(Dataset entries)
—————
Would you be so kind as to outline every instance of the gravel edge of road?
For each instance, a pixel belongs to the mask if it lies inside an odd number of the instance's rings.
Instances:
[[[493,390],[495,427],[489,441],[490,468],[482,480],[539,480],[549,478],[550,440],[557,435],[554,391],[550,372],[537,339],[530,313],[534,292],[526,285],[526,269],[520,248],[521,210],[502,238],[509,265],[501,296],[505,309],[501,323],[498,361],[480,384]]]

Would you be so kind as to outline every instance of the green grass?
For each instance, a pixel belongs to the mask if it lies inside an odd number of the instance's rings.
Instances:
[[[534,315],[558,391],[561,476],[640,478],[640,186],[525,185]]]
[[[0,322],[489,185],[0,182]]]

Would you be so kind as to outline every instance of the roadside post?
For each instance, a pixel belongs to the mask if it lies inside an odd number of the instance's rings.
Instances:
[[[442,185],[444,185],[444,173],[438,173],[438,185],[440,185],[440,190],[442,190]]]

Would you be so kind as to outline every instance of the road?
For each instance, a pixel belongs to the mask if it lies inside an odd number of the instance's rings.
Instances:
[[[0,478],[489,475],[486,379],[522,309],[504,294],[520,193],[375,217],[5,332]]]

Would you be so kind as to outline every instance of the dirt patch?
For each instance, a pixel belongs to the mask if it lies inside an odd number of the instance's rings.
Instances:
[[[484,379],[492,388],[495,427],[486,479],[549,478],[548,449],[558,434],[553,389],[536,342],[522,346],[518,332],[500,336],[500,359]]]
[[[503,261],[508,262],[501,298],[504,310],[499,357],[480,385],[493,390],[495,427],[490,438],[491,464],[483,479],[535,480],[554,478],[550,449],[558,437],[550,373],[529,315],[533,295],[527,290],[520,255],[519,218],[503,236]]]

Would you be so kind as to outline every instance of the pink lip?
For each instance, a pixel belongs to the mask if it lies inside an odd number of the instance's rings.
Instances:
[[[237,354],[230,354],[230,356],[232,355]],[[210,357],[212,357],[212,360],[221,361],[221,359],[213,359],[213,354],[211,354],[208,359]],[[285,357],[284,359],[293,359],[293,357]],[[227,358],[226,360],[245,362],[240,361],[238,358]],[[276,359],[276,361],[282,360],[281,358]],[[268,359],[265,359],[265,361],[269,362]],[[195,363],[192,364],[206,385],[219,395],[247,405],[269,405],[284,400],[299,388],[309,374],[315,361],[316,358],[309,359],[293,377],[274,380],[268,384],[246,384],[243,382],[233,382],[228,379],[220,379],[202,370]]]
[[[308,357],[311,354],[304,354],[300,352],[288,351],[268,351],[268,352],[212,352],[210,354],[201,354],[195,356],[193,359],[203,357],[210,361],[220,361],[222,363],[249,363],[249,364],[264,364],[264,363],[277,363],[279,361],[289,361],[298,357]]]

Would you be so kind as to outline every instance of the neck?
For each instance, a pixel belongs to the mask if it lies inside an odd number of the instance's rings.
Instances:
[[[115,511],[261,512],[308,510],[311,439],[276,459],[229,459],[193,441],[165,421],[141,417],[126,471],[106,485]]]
—————
▶ [Prompt]
Go through the records above. Copy each line in which the string "every" appears.

▶ [Result for this exercise]
Would you be so kind as to outline every instance of the gravel edge of road?
Would you be so kind as to outline every instance of the green grass?
Would you be so kind as to outline every instance of the roadside post?
Would you be so kind as to outline every instance of the road?
Would you be so kind as to outline every instance of the dirt patch?
Would you be so kind as to outline every instance of the pink lip?
Would you be so kind as to outline every instance of the neck?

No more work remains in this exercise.